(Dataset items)

============================================================

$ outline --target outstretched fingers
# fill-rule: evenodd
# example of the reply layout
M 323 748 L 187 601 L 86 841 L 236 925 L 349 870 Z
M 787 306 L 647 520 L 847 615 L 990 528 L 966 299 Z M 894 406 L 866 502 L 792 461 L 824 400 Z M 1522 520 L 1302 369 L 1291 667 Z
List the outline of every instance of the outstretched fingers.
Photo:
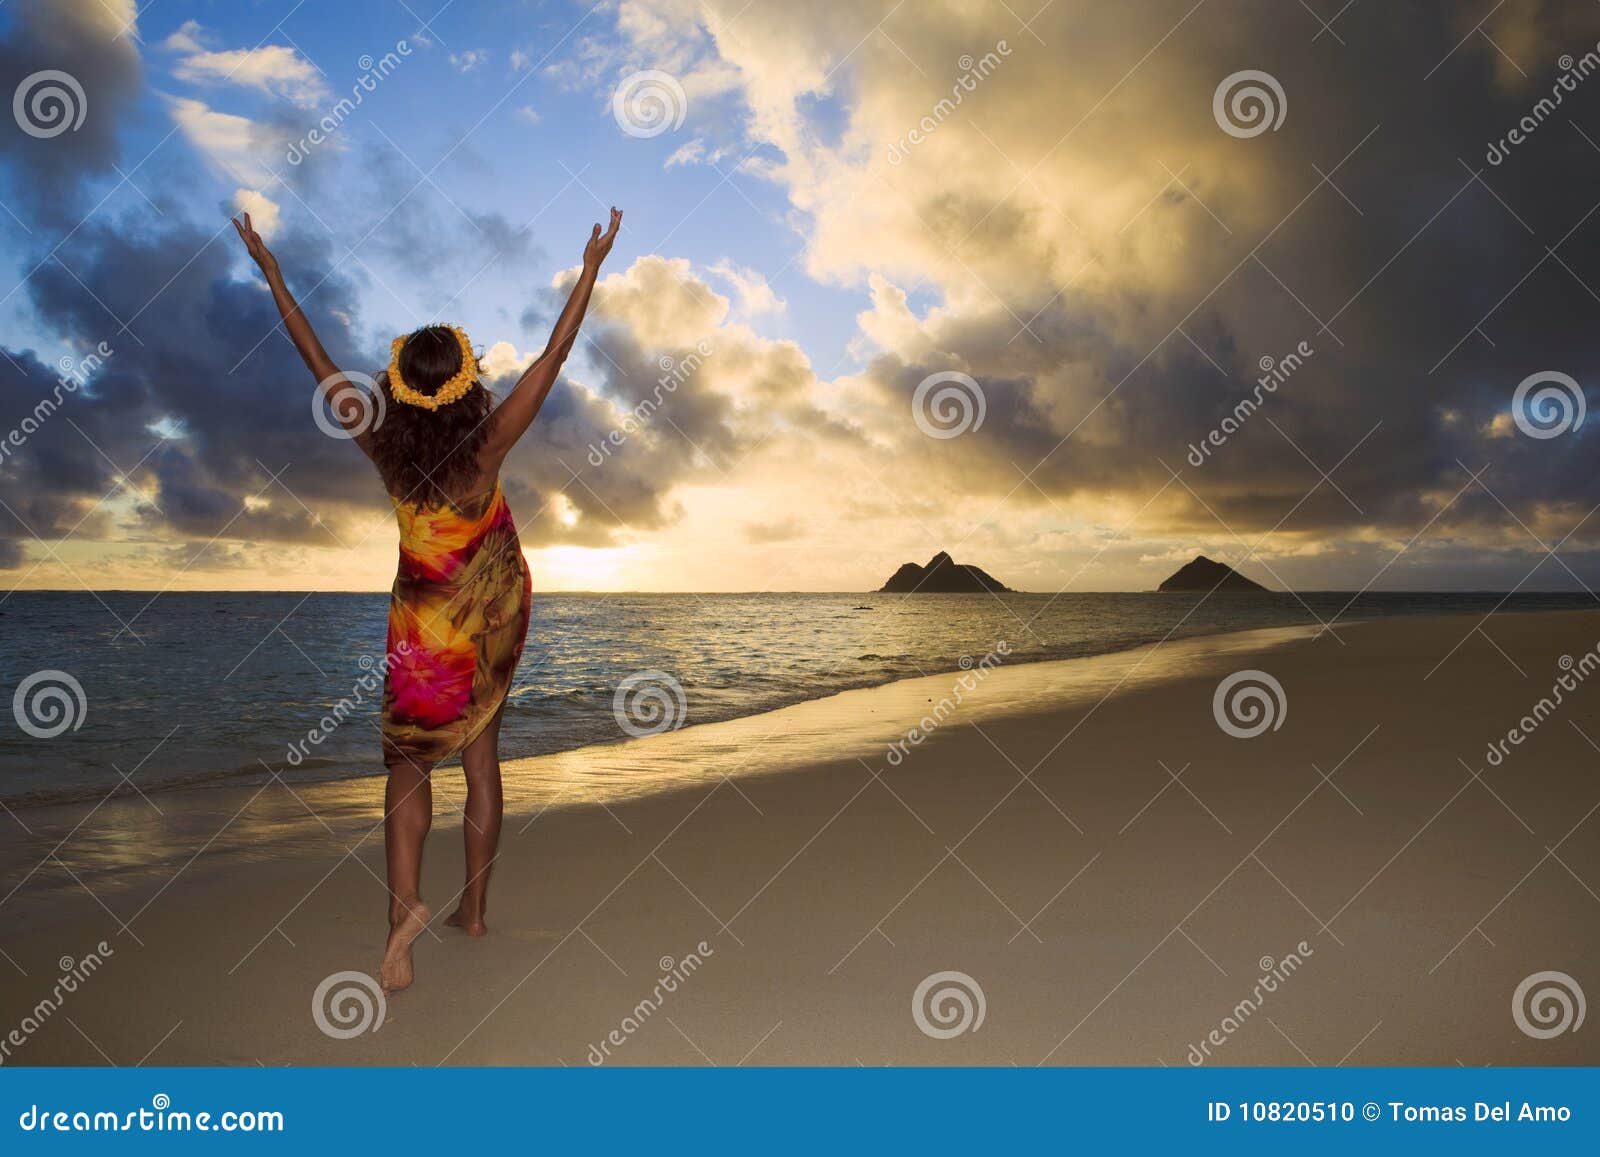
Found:
M 242 223 L 238 217 L 229 217 L 228 220 L 232 221 L 233 227 L 239 231 L 239 240 L 244 242 L 244 247 L 249 250 L 250 256 L 254 257 L 260 253 L 262 249 L 261 235 L 255 231 L 255 226 L 250 224 L 250 214 L 244 214 Z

============================================================

• [Aim of the exercise]
Only the lines that contain the string "outline" should be copied from the entries above.

• [Written solution]
$ outline --target outstretched fingers
List the outline of every instance of the outstretched fingers.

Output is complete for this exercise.